┌─ Material supplied

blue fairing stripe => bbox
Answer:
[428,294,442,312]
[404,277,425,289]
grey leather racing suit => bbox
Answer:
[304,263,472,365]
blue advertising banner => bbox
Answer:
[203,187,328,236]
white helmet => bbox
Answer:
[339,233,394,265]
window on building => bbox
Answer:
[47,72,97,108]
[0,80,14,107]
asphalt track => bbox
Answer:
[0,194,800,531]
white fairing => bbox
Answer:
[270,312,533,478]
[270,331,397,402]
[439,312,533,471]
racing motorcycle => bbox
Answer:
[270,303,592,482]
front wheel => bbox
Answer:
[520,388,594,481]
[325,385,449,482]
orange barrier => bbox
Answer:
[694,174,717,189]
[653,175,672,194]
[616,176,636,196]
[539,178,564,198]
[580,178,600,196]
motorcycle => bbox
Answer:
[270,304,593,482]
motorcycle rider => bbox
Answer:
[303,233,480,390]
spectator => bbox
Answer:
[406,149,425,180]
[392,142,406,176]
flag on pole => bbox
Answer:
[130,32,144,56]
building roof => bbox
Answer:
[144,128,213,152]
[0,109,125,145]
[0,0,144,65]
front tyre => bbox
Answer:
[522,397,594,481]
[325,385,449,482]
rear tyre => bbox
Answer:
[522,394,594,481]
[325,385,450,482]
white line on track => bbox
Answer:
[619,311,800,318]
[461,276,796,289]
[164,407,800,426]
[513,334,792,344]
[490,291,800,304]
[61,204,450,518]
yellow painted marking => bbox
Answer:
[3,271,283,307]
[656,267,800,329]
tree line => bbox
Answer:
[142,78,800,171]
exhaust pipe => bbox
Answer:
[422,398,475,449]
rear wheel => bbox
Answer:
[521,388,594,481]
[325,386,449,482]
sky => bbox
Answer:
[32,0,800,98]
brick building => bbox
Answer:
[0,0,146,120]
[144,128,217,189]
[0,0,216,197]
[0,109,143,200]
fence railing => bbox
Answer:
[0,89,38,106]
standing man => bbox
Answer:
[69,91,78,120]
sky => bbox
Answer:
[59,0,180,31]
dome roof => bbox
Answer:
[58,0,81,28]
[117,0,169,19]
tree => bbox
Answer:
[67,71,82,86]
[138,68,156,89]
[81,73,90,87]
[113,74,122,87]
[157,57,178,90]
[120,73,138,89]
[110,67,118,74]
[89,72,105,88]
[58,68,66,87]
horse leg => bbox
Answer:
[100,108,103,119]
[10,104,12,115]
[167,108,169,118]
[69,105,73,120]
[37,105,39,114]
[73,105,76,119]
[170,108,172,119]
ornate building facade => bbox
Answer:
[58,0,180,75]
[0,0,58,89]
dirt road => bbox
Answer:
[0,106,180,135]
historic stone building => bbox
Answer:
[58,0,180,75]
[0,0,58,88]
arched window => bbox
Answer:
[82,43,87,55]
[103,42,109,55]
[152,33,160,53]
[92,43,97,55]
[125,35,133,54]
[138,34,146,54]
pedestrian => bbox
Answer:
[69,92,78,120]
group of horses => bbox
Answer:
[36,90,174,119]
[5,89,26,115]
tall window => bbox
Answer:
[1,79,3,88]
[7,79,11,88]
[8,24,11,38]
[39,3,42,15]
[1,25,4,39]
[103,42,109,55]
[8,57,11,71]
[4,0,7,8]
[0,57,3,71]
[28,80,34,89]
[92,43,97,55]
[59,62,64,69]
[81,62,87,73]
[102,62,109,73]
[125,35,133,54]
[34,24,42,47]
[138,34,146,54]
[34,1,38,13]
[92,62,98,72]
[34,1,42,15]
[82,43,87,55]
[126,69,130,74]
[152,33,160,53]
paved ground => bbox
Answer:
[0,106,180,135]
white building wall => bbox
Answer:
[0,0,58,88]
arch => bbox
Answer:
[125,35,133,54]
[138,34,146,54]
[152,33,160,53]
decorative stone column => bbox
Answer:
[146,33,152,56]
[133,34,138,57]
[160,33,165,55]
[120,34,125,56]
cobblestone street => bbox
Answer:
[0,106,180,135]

└─

▶ _Your instructions_
Please lay out every line of the rows above as a Markdown table with the columns "No." and "Line", numbering the lines in order and leaving out any blank lines.

▶ _Written solution_
| No. | Line |
|---|---|
| 1 | blue fairing stripe => bbox |
| 2 | Answer: |
| 3 | [428,294,442,312] |
| 4 | [404,277,425,289] |
| 5 | grey leather racing suit => bbox |
| 6 | Answer: |
| 7 | [304,263,472,365] |
| 8 | blue advertising banner => bbox |
| 9 | Answer: |
| 10 | [203,187,328,236] |
| 11 | white helmet => bbox |
| 12 | Answer: |
| 13 | [339,233,394,265] |
| 14 | window on building => bbox |
| 15 | Answer: |
| 16 | [47,72,97,108] |
| 17 | [0,80,14,107] |
| 18 | asphalt track => bbox |
| 19 | Answer: |
| 20 | [0,194,800,531] |
| 21 | white fairing => bbox |
| 22 | Answer: |
| 23 | [270,312,533,478] |
| 24 | [270,331,397,402] |
| 25 | [439,312,533,471] |
| 26 | racing motorcycle => bbox |
| 27 | Answer: |
| 28 | [270,303,592,482] |
| 29 | front wheel => bbox |
| 30 | Answer: |
| 31 | [520,388,594,481] |
| 32 | [325,385,449,482] |
| 33 | orange barrier => bbox |
| 34 | Answer: |
| 35 | [694,174,717,189] |
| 36 | [653,175,672,194] |
| 37 | [616,176,636,196] |
| 38 | [539,178,564,198] |
| 39 | [580,178,600,196] |
| 40 | motorcycle => bbox |
| 41 | Answer: |
| 42 | [270,304,593,482] |
| 43 | motorcycle rider => bbox |
| 44 | Answer: |
| 45 | [303,233,480,390] |
| 46 | spectator => bbox |
| 47 | Answer: |
| 48 | [406,149,425,180] |
| 49 | [392,142,406,176] |
| 50 | flag on pole => bbox |
| 51 | Answer: |
| 52 | [130,32,144,56] |
| 53 | building roof => bbox |
| 54 | Answer: |
| 55 | [144,128,213,152] |
| 56 | [0,109,125,145] |
| 57 | [0,0,144,65] |
| 58 | front tyre => bbox |
| 59 | Answer: |
| 60 | [522,397,594,481] |
| 61 | [325,385,449,482] |
| 62 | rear tyre => bbox |
| 63 | Answer: |
| 64 | [522,394,594,481] |
| 65 | [325,385,450,482] |
| 66 | white line on track => bbox |
| 67 | Answer: |
| 68 | [619,311,800,318] |
| 69 | [461,276,796,289] |
| 70 | [164,407,800,426] |
| 71 | [513,334,792,344] |
| 72 | [490,291,800,304] |
| 73 | [61,204,450,518] |
| 74 | yellow painted marking => bbox |
| 75 | Answer: |
| 76 | [3,271,283,307] |
| 77 | [656,267,800,329] |
| 78 | tree line => bbox |
| 79 | Answer: |
| 80 | [142,78,800,171] |
| 81 | exhaust pipe => bbox |
| 82 | Answer: |
| 83 | [422,398,475,449] |
| 84 | rear wheel => bbox |
| 85 | Answer: |
| 86 | [521,388,594,481] |
| 87 | [325,386,449,482] |
| 88 | sky => bbox |
| 89 | Answer: |
| 90 | [32,0,800,98] |
| 91 | brick building => bbox |
| 92 | Answer: |
| 93 | [0,0,146,120] |
| 94 | [144,128,217,189] |
| 95 | [0,0,216,197] |
| 96 | [0,109,143,200] |
| 97 | fence railing => bbox |
| 98 | Answer: |
| 99 | [0,89,38,106] |
| 100 | standing man => bbox |
| 101 | Answer: |
| 102 | [69,91,78,120] |
| 103 | sky => bbox |
| 104 | Answer: |
| 105 | [59,0,180,31] |
| 106 | dome roof => bbox |
| 107 | Answer: |
| 108 | [58,0,81,28] |
| 109 | [117,0,169,19] |
| 110 | tree => bbox |
| 111 | Answer: |
| 112 | [67,71,82,86] |
| 113 | [138,68,156,89] |
| 114 | [81,73,90,87] |
| 115 | [113,74,122,87] |
| 116 | [157,57,178,90] |
| 117 | [120,73,138,89] |
| 118 | [110,67,118,74] |
| 119 | [89,72,105,88] |
| 120 | [58,68,66,87] |
| 121 | horse leg => bbox |
| 122 | Answer: |
| 123 | [100,108,103,119] |
| 124 | [10,104,12,115] |
| 125 | [167,108,169,118] |
| 126 | [69,105,73,120] |
| 127 | [37,105,39,114] |
| 128 | [73,105,76,119] |
| 129 | [170,108,172,119] |
| 130 | ornate building facade => bbox |
| 131 | Answer: |
| 132 | [58,0,180,75] |
| 133 | [0,0,58,89] |
| 134 | dirt road => bbox |
| 135 | Answer: |
| 136 | [0,106,180,135] |
| 137 | historic stone building => bbox |
| 138 | Answer: |
| 139 | [58,0,180,75] |
| 140 | [0,0,58,88] |
| 141 | arched window => bbox |
| 142 | Answer: |
| 143 | [82,43,87,55] |
| 144 | [103,42,109,55] |
| 145 | [152,33,160,53] |
| 146 | [92,43,97,55] |
| 147 | [125,35,133,54] |
| 148 | [138,34,146,54] |
| 149 | pedestrian => bbox |
| 150 | Answer: |
| 151 | [69,92,78,120] |
| 152 | group of horses => bbox |
| 153 | Answer: |
| 154 | [36,90,174,119] |
| 155 | [5,89,26,115] |
| 156 | tall window => bbox |
| 157 | Answer: |
| 158 | [1,79,3,88] |
| 159 | [7,79,11,88] |
| 160 | [8,24,11,38] |
| 161 | [39,3,42,15] |
| 162 | [1,25,4,39] |
| 163 | [103,42,109,55] |
| 164 | [8,57,11,71] |
| 165 | [4,0,7,8] |
| 166 | [0,57,3,71] |
| 167 | [28,80,34,89] |
| 168 | [92,43,97,55] |
| 169 | [59,62,64,69] |
| 170 | [81,62,87,73] |
| 171 | [102,62,109,73] |
| 172 | [125,35,133,54] |
| 173 | [34,24,42,47] |
| 174 | [138,34,146,54] |
| 175 | [34,1,38,13] |
| 176 | [92,62,98,72] |
| 177 | [34,1,42,15] |
| 178 | [82,43,87,55] |
| 179 | [126,69,130,74] |
| 180 | [152,33,160,53] |
| 181 | paved ground => bbox |
| 182 | Answer: |
| 183 | [0,106,180,135] |
| 184 | white building wall => bbox |
| 185 | Answer: |
| 186 | [0,0,58,88] |
| 187 | arch => bbox |
| 188 | Answer: |
| 189 | [125,35,133,54] |
| 190 | [138,34,146,54] |
| 191 | [152,33,160,53] |
| 192 | decorative stone column => bbox |
| 193 | Answer: |
| 194 | [146,33,152,56] |
| 195 | [133,34,138,57] |
| 196 | [160,33,165,55] |
| 197 | [120,34,125,56] |
| 198 | cobblestone street => bbox |
| 199 | Answer: |
| 200 | [0,106,180,135] |